■ **Direction**: Render every line of the records below as a numbered list, dropping any blank lines. Leave the pictures out of your answer.

Point annotations for photos:
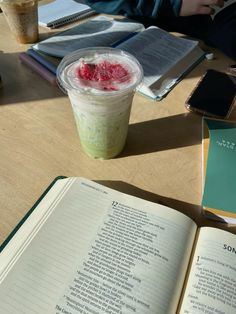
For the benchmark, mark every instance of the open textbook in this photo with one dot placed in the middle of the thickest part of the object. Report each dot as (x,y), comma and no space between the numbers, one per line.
(60,12)
(86,248)
(165,58)
(219,171)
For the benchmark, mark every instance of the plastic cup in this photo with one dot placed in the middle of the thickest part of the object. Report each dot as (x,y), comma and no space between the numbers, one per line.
(22,18)
(101,98)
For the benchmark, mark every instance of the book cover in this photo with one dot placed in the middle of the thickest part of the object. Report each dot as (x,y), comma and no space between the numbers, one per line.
(219,171)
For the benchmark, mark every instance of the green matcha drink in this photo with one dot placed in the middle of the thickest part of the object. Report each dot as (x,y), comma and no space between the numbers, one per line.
(100,83)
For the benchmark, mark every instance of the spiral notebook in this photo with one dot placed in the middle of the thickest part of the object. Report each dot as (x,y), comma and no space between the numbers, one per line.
(60,12)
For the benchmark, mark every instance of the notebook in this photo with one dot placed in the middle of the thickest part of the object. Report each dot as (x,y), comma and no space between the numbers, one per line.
(60,12)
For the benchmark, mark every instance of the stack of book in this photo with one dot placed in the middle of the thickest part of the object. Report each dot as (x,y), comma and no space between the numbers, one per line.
(165,58)
(219,171)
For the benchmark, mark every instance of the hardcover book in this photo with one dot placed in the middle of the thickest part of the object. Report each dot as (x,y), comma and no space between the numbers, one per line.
(165,58)
(61,12)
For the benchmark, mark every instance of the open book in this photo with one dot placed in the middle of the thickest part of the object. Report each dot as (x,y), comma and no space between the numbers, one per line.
(165,58)
(60,12)
(219,171)
(86,248)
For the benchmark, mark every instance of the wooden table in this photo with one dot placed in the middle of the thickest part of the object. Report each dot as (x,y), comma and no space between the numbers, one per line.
(38,141)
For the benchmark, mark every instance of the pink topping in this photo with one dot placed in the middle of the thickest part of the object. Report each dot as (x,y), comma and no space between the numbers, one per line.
(105,72)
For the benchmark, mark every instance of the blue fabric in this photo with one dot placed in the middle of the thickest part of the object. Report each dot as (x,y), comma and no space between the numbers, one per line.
(135,8)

■ **In response**:
1. For the benchmark, mark every instance of the open textbook in this photo with one dot placed in the middle of the thickest part of the object. Report each dot as (x,y), comma and no space between the numbers, one per line.
2. (60,12)
3. (86,248)
4. (165,58)
5. (219,171)
6. For the benchmark, mark every instance of the plastic cup in this photo with one dot placed in the middle of the thickest part of the object. Report each dot as (x,y), comma and no space between the numbers, one per line.
7. (22,18)
8. (101,98)
9. For the benchmark, mark every instance of the book cover in this photo with one dot placed in the middle of the thickest part of the object. Report each dot as (x,y), comma and no space between the numbers, one per line.
10. (219,171)
11. For the benchmark, mark every instance of the green matcha drink in this photo with one dot placed in the middle of the thickest part of the object. Report each dot as (x,y), comma and no space between the numbers, one per line.
12. (100,83)
13. For the benchmark, mark every instance of the spiral notebook in this photo with one dot placed in the middle of the thickest part of the object. Report each dot as (x,y), comma and no space between the numbers, one per line.
14. (60,12)
15. For the benchmark, mark every instance of the notebook in this photo with one dot placed in the middle of the thickest part of the object. Report each dot as (x,y), comma and no space between the numbers, one per line.
16. (60,12)
17. For the benchmark, mark every instance of the stack of book in this photo with one dot placed in the middle of the thickest part of the object. Report each dot as (x,y), comma and no space between the numbers, one per line.
18. (165,58)
19. (219,171)
20. For the benchmark, mark every instance of the hardcover book in this photo with one dot placed in the middle of the thickest part of the object. Report each dot as (x,y), comma and no space between the numbers, one per line.
21. (165,58)
22. (61,12)
23. For the benchmark, mark every instance of the open book in this photo with one dot placed in the middle of the thickest part of the object. Report each dot as (x,y), comma and no space between the numbers, one per line.
24. (165,58)
25. (60,12)
26. (219,171)
27. (86,248)
28. For the benchmark, mark every instance of the wooden table in this photo with one dot placed in the middle of the thickest part of the object. Report each dot as (x,y), comma and no space between the numbers, one per line.
29. (38,141)
30. For the benchmark, mark every instance of the pink topping in this photo with one dot placed in the middle of the thickest part of the object. Report each dot as (x,y), comma and no space between the numbers, one per line.
31. (105,72)
32. For the benchmark, mark every instance of the blue fabric in this photo with one dot placed in the middle of the thickest part of the object. Report each dot as (x,y), comma and no space between the numbers, one per line.
33. (135,8)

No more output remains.